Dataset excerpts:

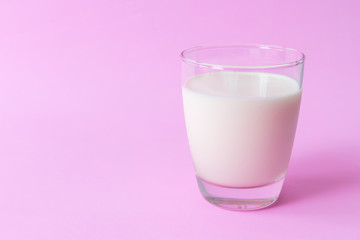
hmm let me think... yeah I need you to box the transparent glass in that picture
[181,45,305,210]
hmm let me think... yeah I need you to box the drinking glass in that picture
[181,45,305,210]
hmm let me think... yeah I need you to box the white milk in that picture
[182,72,301,188]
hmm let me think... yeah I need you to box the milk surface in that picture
[182,72,301,187]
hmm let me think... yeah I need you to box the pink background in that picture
[0,0,359,239]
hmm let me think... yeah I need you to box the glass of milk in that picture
[181,45,305,210]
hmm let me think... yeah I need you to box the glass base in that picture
[196,176,284,211]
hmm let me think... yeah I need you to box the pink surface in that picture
[0,0,359,239]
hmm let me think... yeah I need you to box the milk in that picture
[182,72,301,188]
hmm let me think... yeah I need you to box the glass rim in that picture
[180,44,306,70]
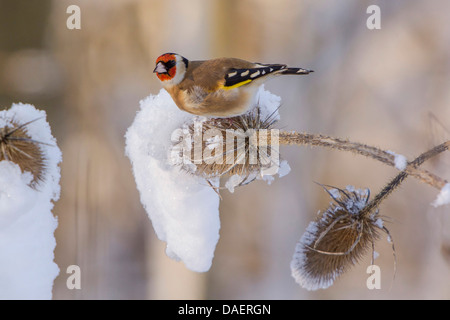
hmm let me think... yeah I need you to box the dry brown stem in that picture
[279,131,449,190]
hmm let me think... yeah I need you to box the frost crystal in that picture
[0,103,61,299]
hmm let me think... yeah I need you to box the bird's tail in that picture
[280,67,313,75]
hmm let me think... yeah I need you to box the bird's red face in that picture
[153,53,177,82]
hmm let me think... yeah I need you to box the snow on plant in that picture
[290,140,449,290]
[291,185,388,291]
[432,183,450,208]
[0,103,61,299]
[125,89,221,272]
[125,86,287,272]
[126,85,450,289]
[170,87,287,194]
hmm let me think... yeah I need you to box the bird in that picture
[153,53,313,118]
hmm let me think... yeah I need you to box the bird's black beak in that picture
[153,62,167,74]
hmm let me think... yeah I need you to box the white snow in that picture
[125,85,289,272]
[205,135,222,150]
[252,85,282,122]
[277,160,291,178]
[290,220,335,291]
[328,188,341,199]
[345,185,355,192]
[256,160,291,187]
[344,185,369,213]
[225,174,243,193]
[261,174,275,185]
[387,150,408,171]
[0,103,61,299]
[431,183,450,208]
[373,251,379,260]
[374,218,384,229]
[387,234,392,243]
[228,86,288,189]
[125,89,220,272]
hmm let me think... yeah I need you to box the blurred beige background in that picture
[1,0,449,299]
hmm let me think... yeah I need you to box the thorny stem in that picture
[361,140,450,215]
[279,131,449,190]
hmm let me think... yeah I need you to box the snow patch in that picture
[431,183,450,208]
[290,220,335,291]
[374,218,384,229]
[0,103,61,299]
[225,174,243,193]
[125,89,220,272]
[278,160,291,178]
[387,150,408,171]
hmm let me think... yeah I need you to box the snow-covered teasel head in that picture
[290,184,396,291]
[169,101,289,193]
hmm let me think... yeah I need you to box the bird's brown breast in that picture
[167,85,254,117]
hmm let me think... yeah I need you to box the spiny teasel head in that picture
[0,117,47,188]
[170,106,283,188]
[290,184,395,291]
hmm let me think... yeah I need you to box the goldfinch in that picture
[153,53,313,117]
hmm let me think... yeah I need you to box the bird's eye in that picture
[165,60,176,70]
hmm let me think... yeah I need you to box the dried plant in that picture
[290,184,388,290]
[170,103,450,290]
[172,106,281,188]
[0,117,48,188]
[290,141,449,289]
[172,105,449,191]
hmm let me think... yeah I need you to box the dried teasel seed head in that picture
[0,117,47,188]
[170,106,283,188]
[290,184,392,290]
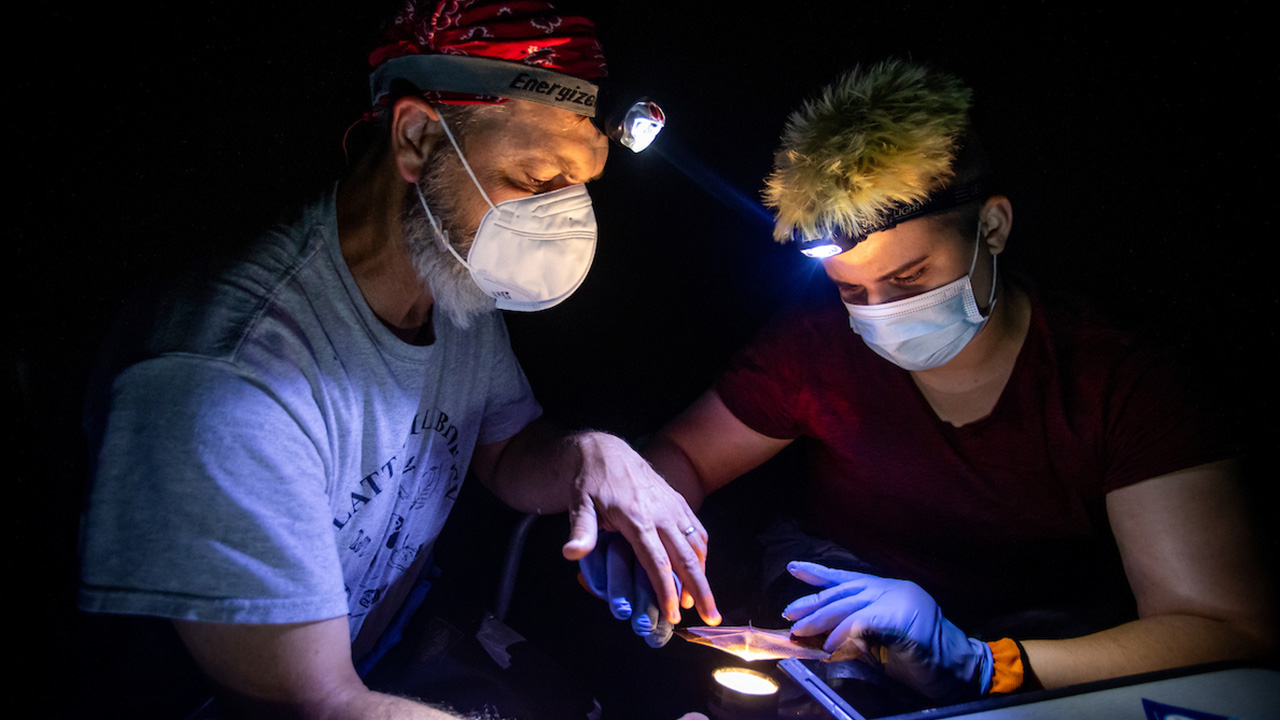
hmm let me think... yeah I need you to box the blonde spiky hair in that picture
[764,59,973,243]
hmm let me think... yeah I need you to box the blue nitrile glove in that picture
[782,561,993,701]
[579,531,674,647]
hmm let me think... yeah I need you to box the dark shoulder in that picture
[119,196,332,360]
[1025,285,1201,413]
[755,292,852,349]
[86,196,334,410]
[1031,286,1146,361]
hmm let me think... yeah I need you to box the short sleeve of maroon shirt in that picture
[714,291,1233,632]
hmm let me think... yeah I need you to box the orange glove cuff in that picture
[987,638,1024,694]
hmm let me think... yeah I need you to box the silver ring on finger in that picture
[682,526,697,537]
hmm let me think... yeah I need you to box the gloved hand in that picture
[579,531,675,647]
[782,561,993,701]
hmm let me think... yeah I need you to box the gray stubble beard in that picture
[401,147,497,330]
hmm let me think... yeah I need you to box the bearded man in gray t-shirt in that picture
[78,2,719,718]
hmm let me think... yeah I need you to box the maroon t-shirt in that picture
[715,291,1232,635]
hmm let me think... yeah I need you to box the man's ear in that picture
[390,96,442,183]
[980,195,1013,255]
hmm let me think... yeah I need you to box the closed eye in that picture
[514,176,548,192]
[835,283,867,304]
[891,268,926,284]
[521,173,569,194]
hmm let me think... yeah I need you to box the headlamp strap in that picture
[869,178,988,238]
[371,55,599,118]
[797,178,989,256]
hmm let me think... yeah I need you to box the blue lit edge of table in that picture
[877,661,1279,720]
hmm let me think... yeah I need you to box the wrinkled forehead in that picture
[472,100,608,182]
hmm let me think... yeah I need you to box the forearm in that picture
[176,618,471,720]
[1028,461,1275,689]
[479,419,584,514]
[642,432,711,510]
[1020,612,1275,689]
[640,389,792,510]
[482,423,703,518]
[321,688,466,720]
[215,686,465,720]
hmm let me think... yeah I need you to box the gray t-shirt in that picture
[79,188,541,657]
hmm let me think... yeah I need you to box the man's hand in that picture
[784,562,992,701]
[578,531,676,646]
[561,432,721,628]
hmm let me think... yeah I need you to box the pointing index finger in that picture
[662,523,721,626]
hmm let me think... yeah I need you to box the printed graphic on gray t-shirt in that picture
[79,189,541,655]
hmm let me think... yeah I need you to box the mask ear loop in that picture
[436,115,498,213]
[969,218,999,315]
[412,114,498,272]
[414,183,474,271]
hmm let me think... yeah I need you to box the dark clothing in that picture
[716,289,1231,637]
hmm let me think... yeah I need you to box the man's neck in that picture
[908,281,1032,422]
[336,149,437,344]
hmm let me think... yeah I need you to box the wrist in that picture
[568,430,622,480]
[985,638,1025,694]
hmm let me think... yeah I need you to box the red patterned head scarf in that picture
[369,0,607,108]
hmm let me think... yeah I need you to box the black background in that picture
[11,1,1276,716]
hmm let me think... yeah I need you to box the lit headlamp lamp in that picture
[370,55,665,152]
[795,179,989,258]
[596,95,666,153]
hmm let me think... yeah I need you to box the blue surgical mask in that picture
[843,226,997,371]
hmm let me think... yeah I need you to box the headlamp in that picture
[797,234,856,259]
[370,55,665,152]
[599,99,666,153]
[795,179,989,258]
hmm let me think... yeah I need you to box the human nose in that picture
[862,285,914,306]
[864,288,892,306]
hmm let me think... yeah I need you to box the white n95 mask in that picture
[416,117,598,312]
[843,226,997,371]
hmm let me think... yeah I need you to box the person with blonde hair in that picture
[592,58,1274,704]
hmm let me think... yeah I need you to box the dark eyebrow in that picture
[875,255,929,282]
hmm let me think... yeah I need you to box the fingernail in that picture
[611,600,631,619]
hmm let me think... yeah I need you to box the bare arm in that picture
[643,389,794,511]
[1021,460,1276,688]
[173,616,461,720]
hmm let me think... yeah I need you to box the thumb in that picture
[562,501,599,560]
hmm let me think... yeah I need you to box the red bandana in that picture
[370,0,607,106]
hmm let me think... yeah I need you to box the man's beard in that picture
[402,148,496,330]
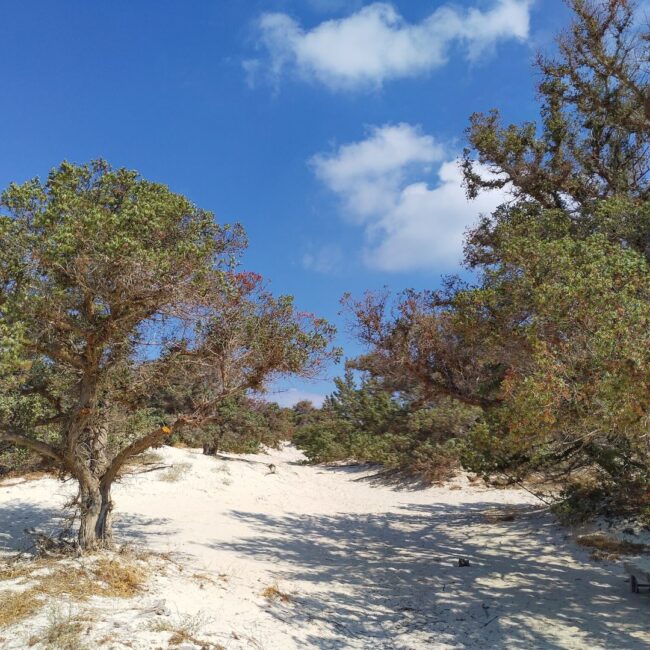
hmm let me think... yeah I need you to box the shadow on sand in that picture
[319,462,434,491]
[0,500,174,555]
[211,502,649,649]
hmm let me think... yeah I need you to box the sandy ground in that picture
[0,443,648,649]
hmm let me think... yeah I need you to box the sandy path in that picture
[0,444,648,649]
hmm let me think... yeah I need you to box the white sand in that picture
[0,443,648,649]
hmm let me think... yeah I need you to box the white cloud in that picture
[250,0,531,90]
[311,123,444,220]
[311,123,511,272]
[266,388,326,408]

Exercise goal:
Exactly reproduce the entries above, minus the pictures.

Result:
hmm let me think... yeah I need you to box the transparent glass in that picture
[181,45,305,210]
hmm let me think... yeah I need you to box the drinking glass in that picture
[181,45,305,210]
hmm let me think... yeah I need you to box the white milk in that picture
[182,72,301,188]
hmm let me think... yeah I need you to box the milk surface in that picture
[182,72,301,187]
hmm let me think... yeah I need you to box the pink background in that picture
[0,0,359,239]
hmm let me think... yeah I need you to box the glass of milk in that picture
[181,45,305,210]
hmm let me think... yeah I need you to box the glass base in that picture
[196,176,284,211]
hmm let me think... yeah I need you to box the pink surface in that picture
[0,0,359,239]
hmm let me think... yeah I need you to box the milk in that picture
[182,72,301,188]
hmm let me think... yeah I need you to box the glass rim in that picture
[180,44,306,70]
hmm let me think... yeah I need you to box the dry brown stem in that picture
[279,131,449,190]
hmm let me think... yeah I need you to box the frost crystal in that picture
[0,103,61,299]
hmm let me think... yeah I need you to box the bird's tail in that picture
[280,67,313,75]
hmm let me think... yeah I need you to box the bird's red face in that picture
[153,53,177,82]
hmm let me think... yeah I need you to box the snow on plant in that picture
[290,140,449,290]
[291,185,388,291]
[432,183,450,208]
[0,103,61,299]
[125,89,221,272]
[125,86,287,272]
[126,85,450,289]
[170,87,287,194]
hmm let me think... yeah I need you to box the bird in that picture
[153,53,313,118]
hmm let me think... yeah I need you to box the bird's black beak in that picture
[153,62,167,74]
hmm let me think... yeah I need you to box the white snow in that picture
[125,85,289,272]
[205,135,222,150]
[252,85,282,122]
[277,160,291,178]
[290,220,335,291]
[328,188,341,199]
[345,185,355,192]
[256,160,291,187]
[344,185,369,213]
[225,174,243,193]
[261,174,275,185]
[387,150,408,171]
[0,103,61,299]
[431,183,450,208]
[373,251,379,260]
[374,218,384,229]
[387,234,392,243]
[228,86,288,189]
[125,89,220,272]
hmm let me think... yeah I need you to box the blurred beige background in that picture
[1,0,449,299]
hmm let me think... yeah I need you to box the thorny stem in that picture
[361,140,450,215]
[279,131,449,190]
hmm let me think... yeah I need you to box the snow patch in that picture
[431,183,450,208]
[290,220,335,291]
[374,218,384,229]
[0,103,61,299]
[225,174,243,193]
[125,89,220,272]
[278,160,291,178]
[387,150,408,171]
hmm let me think... yeah I need you to box the snow-covered teasel head in that picture
[290,184,396,291]
[169,101,289,193]
hmm let me think... yeah I need you to box the bird's brown breast in that picture
[167,85,254,117]
hmm let me think... yeah I need you to box the spiny teasel head in that picture
[0,117,47,188]
[170,106,283,188]
[290,184,395,291]
hmm let me think... yeah I need you to box the goldfinch in that picture
[153,53,313,117]
hmm let me think... yeah I need you to box the bird's eye in that picture
[165,60,176,70]
hmm let me think... yeah I need you to box the dried plant in that picture
[290,184,388,290]
[170,103,450,290]
[172,106,281,188]
[0,117,48,188]
[290,141,449,289]
[172,105,449,191]
hmm let me think... yeah I need you to box the dried teasel seed head in that picture
[0,117,47,188]
[170,106,283,188]
[290,184,392,290]
hmm let me think... yeah I need you to box the blonde spiky hair in that picture
[764,59,973,243]
hmm let me think... yeah I need you to box the blue nitrile glove in that picture
[782,561,993,701]
[579,531,674,647]
hmm let me think... yeah I need you to box the dark shoulder in that picture
[119,196,332,360]
[1025,285,1201,413]
[755,292,852,349]
[86,196,334,410]
[1031,286,1146,361]
hmm let me think... yeah I need you to box the short sleeve of maroon shirt in that picture
[714,291,1233,632]
hmm let me think... yeah I need you to box the orange glove cuff in that picture
[987,638,1024,694]
hmm let me think... yeah I need you to box the silver ring on finger in that picture
[682,526,697,537]
hmm let me think... yeah I need you to box the gloved hand in that picture
[579,531,675,647]
[782,561,993,701]
hmm let me think... yeah I need you to box the gray stubble beard in that picture
[401,147,497,330]
hmm let me think... yeah I need you to box the bearded man in gray t-shirt in that picture
[78,2,719,718]
hmm let me think... yeah I need you to box the maroon t-shirt in that picture
[715,291,1232,635]
hmm let me think... yeah I need you to box the man's ear in that picture
[390,96,442,183]
[980,195,1013,255]
hmm let me think... yeah I need you to box the closed eye in that picture
[514,176,548,192]
[835,283,867,304]
[891,268,926,284]
[521,173,569,194]
hmm let me think... yeah I need you to box the headlamp strap in that picture
[869,178,988,238]
[371,55,599,118]
[797,178,989,256]
hmm let me think... yeah I need you to box the blue lit edge of table in that picture
[877,661,1279,720]
hmm let me think... yeah I need you to box the wrinkled forehead in that picture
[472,100,608,182]
hmm let me think... yeah I need you to box the forearm in that picture
[176,618,471,720]
[1028,461,1275,689]
[479,419,584,514]
[642,432,711,510]
[1020,612,1275,689]
[640,389,792,510]
[482,423,703,518]
[321,688,466,720]
[215,686,465,720]
hmm let me think... yeah I need you to box the gray t-shirt in that picture
[79,188,541,657]
hmm let me think... yeah I need you to box the man's hand in that picture
[784,562,992,701]
[578,531,676,646]
[561,432,721,628]
hmm let me think... yeah I need you to box the pointing index finger in that picture
[662,523,721,626]
hmm let me think... yeah I need you to box the printed graphic on gray t-shirt in that picture
[79,189,541,655]
hmm let me think... yeah I need you to box the mask ear loop in that picture
[436,115,498,213]
[969,218,999,315]
[412,114,498,272]
[414,183,474,271]
hmm let me think... yeah I need you to box the dark clothing in that picture
[716,289,1231,637]
hmm let me think... yeah I need you to box the man's neck in that picture
[908,281,1032,422]
[336,149,437,344]
hmm let me think... yeah I need you to box the wrist in that picture
[568,430,622,480]
[985,638,1025,694]
hmm let me think... yeah I need you to box the red patterned head scarf in that picture
[369,0,607,108]
hmm let me think... yeah I need you to box the black background in that picture
[11,1,1276,716]
hmm let me think... yeah I need you to box the lit headlamp lamp in that picture
[370,55,665,152]
[795,179,989,258]
[596,95,666,153]
hmm let me think... yeah I need you to box the blue surgical mask in that picture
[843,226,997,371]
hmm let me think... yeah I need you to box the headlamp in that picture
[797,234,856,259]
[370,55,665,152]
[599,99,666,153]
[795,179,989,258]
hmm let me think... yeah I need you to box the human nose in that picture
[862,285,914,306]
[864,288,892,306]
hmm let me think... yeah I need you to box the white n95 mask in that picture
[416,117,598,312]
[843,226,997,371]
hmm let me think... yeah I need you to box the person with blonde hair in that picture
[592,58,1274,704]
hmm let me think... yeah I need you to box the dark eyebrow in that picture
[875,255,929,282]
hmm let me think... yeah I need you to box the fingernail in that picture
[611,600,631,619]
hmm let me think... yeah I need you to box the bare arm in that picture
[643,389,794,511]
[1021,460,1276,688]
[173,616,461,720]
hmm let me think... yeah I need you to box the thumb in that picture
[562,501,599,560]
hmm let me think... yeah I need you to box the red bandana in that picture
[370,0,607,106]
hmm let me think... yeah I need you to box the man's beard in that picture
[402,148,496,330]
hmm let me think... yeah I need you to box the shadow on sand in that picture
[319,462,434,491]
[0,500,174,555]
[211,502,649,649]
hmm let me think... yeah I need you to box the sandy ground in that picture
[0,443,648,649]
hmm let me think... yeah I need you to box the sandy path in that picture
[0,444,648,649]
hmm let me think... yeah I need you to box the white sand in that picture
[0,443,648,649]
hmm let me think... yeah I need you to box the white cloud in that picture
[250,0,531,90]
[311,123,444,220]
[311,123,511,272]
[266,388,326,408]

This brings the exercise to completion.